QUOTED TEXT:
::::

Head of state of the Principality of Abkhazia (1806–1866)

Mikhail, or Hamud Bey Sharvashidze-Chachba, from the House of Sharvashidze, (born 1806, died 1866) was the head of state of the Principality of Abkhazia and reigned from 1823 to 1864.

==Biography==
Born into an old House of Sharvashidze, ruling family of Abkhazia, he was the son of Giorgi, Prince of Abkhazia and his wife, Princess Tamar Dadiani.

Mikhail, who was Orthodox Christian, came to power at a time when Abkhazia had only recently been declared a protectorate of Russia, as a result of the 1810 manifesto of Tsar Alexander I. During the Crimean War of 1853–55, Abkhazia was invaded by Turkey, and Mikhail was forced to declare his loyalty to Turkey. This came back to haunt him when, in 1864, the Russians accused him of cooperating with Turkey during the war. He was subsequently exiled to Voronezh, in Russia – an act which was vastly unpopular with the Abkhaz people.

Mikhail's deportation, and death not long after, also marked the beginning of the end for Abkhazian self-governance for the next 140 years. In June 1864, the Princedom was abolished and replaced by the Sukhumi Military Sector. In 1866, a popular uprising declared Mikhail's son Giorgi a Prince, but this was short-lived.

==Personal life==
Mikhail married two times.

::::

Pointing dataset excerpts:

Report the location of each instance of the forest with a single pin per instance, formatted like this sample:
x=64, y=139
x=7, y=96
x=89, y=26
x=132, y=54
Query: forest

::::

OBJECTIVE: Repeat the biography of Mikhail Sharvashidze from "Mikhail, who was" up to and including "the Abkhaz people.", switching "Voronezh" to "Kazan".

FINISHED EXERCISE:
Mikhail, who was Orthodox Christian, came to power at a time when Abkhazia had only recently been declared a protectorate of Russia, as a result of the 1810 manifesto of Tsar Alexander I. During the Crimean War of 1853–55, Abkhazia was invaded by Turkey, and Mikhail was forced to declare his loyalty to Turkey. This came back to haunt him when, in 1864, the Russians accused him of cooperating with Turkey during the war. He was subsequently exiled to Kazan, in Russia – an act which was vastly unpopular with the Abkhaz people.